-- START OF Data section --

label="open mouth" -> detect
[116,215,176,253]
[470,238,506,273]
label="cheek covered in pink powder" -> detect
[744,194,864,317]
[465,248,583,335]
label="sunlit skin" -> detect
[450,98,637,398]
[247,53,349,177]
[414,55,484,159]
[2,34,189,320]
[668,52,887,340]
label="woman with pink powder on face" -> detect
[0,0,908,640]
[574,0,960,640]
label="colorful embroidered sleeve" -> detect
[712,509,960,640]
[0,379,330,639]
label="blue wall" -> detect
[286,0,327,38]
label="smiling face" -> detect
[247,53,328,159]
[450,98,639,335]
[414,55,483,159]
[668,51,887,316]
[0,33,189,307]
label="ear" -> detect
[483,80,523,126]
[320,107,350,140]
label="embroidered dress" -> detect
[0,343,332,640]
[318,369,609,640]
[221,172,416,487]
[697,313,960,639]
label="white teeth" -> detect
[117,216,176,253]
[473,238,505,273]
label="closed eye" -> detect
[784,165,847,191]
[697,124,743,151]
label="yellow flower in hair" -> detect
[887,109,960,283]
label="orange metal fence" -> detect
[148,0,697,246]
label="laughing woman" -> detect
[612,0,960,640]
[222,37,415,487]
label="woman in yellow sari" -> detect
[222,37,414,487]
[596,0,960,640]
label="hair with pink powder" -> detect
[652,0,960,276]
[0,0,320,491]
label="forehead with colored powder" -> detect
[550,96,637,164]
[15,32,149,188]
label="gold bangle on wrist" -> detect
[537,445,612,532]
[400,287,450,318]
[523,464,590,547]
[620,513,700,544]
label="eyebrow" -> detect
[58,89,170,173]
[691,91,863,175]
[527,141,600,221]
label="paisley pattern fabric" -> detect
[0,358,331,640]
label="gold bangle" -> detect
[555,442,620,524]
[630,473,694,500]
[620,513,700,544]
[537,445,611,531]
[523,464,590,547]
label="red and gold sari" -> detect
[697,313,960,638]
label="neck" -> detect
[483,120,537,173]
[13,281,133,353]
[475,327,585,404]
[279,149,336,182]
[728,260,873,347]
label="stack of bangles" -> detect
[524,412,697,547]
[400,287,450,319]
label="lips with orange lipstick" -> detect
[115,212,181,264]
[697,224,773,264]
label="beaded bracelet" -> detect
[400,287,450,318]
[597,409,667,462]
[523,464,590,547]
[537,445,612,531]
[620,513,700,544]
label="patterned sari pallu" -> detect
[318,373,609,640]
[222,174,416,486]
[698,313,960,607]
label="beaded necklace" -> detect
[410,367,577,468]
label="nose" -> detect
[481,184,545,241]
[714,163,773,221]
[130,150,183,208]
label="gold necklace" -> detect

-- END OF Data section --

**Your objective:**
Extract every record in the dataset excerpt above, repeating each line unchanged and in its original order.

**Written response:**
label="open mouth" -> detect
[116,215,176,253]
[470,238,506,273]
label="cheek covered in pink powder" -> detect
[744,194,864,317]
[465,248,583,335]
label="sunlit skin" -> detect
[450,98,637,398]
[247,53,349,177]
[414,55,484,159]
[2,34,189,320]
[668,52,887,340]
label="woman with pink powder on face" -> detect
[0,0,908,640]
[574,0,960,640]
label="colorful embroidered sleeve" -> detect
[712,509,960,640]
[0,379,330,639]
label="blue wall" -> detect
[286,0,327,38]
label="smiling face" -> detect
[247,53,328,159]
[450,98,639,335]
[414,55,483,159]
[668,51,887,316]
[0,33,189,307]
label="ear" -> detect
[483,80,523,126]
[320,107,350,140]
label="embroidered dress" -> detect
[0,343,332,640]
[318,369,609,640]
[221,172,416,487]
[697,313,960,639]
label="white teeth" -> detect
[117,216,176,253]
[473,238,505,273]
label="closed eye" -> detect
[784,165,847,191]
[697,124,743,151]
label="yellow flower in hair" -> detect
[887,109,960,283]
label="orange metal fence" -> detect
[148,0,697,246]
label="laughing woman" -> detect
[612,0,960,640]
[222,37,415,487]
label="woman in yellow sari" -> detect
[222,37,414,487]
[596,0,960,640]
label="hair with pink powder" -> detect
[652,0,960,276]
[0,0,320,491]
label="forehead with colored powder" -> detect
[550,96,637,164]
[15,32,149,188]
label="gold bangle on wrist" -> detect
[537,445,612,532]
[400,287,450,318]
[523,464,590,547]
[620,513,700,544]
label="eyebrow" -> detect
[58,89,170,173]
[691,91,863,175]
[527,141,600,221]
label="paisley pattern fabric" -> detect
[0,358,331,640]
label="gold bangle" -> detect
[555,442,620,524]
[630,473,694,500]
[620,513,700,544]
[537,445,611,531]
[523,464,590,547]
label="red and gold sari" -> detect
[697,313,960,638]
label="neck" -> detect
[483,120,537,173]
[13,281,133,353]
[475,327,585,404]
[279,149,336,182]
[728,260,873,347]
label="stack of bangles" -> detect
[524,412,697,547]
[400,287,450,319]
label="lips with orange lipstick" -> detect
[115,212,181,264]
[697,224,773,264]
label="beaded bracelet" -> detect
[400,287,450,318]
[597,409,667,462]
[523,464,590,547]
[537,445,612,531]
[620,513,700,544]
label="patterned sari pallu" -> detect
[318,373,609,640]
[222,174,416,486]
[698,313,960,607]
label="beaded necklace" -> detect
[410,367,577,468]
label="nose" -> detect
[481,184,545,241]
[714,163,773,221]
[130,150,183,208]
label="gold necklace" -> detect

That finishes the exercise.